• _Task goal_
Rescale the lines below by copying them out in full, requests included, and multiplying every polygon vertex coordinate in the answers by 1.75. Round each result to a whole number, with halves rounded up.
———
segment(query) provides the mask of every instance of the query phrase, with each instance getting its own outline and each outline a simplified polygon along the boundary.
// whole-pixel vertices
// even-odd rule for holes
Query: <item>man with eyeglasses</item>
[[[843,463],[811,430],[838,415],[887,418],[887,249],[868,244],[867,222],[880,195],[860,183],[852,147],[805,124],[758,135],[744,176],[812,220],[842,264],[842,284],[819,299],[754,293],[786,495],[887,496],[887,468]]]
———
• _Solution for this task_
segment(query) provides the mask of every instance of the query phrase, with each instance getting its own outline and each outline a simplified polygon along the boundary.
// whole-pixel vertices
// even-odd rule for holes
Query: <item>man with eyeglasses</item>
[[[1475,810],[1419,753],[1467,726],[1552,732],[1552,436],[1519,427],[1517,389],[1540,341],[1505,320],[1491,257],[1409,217],[1327,236],[1302,308],[1421,385],[1474,462],[1474,497],[1433,523],[1320,513],[1376,866],[1552,868],[1552,819]]]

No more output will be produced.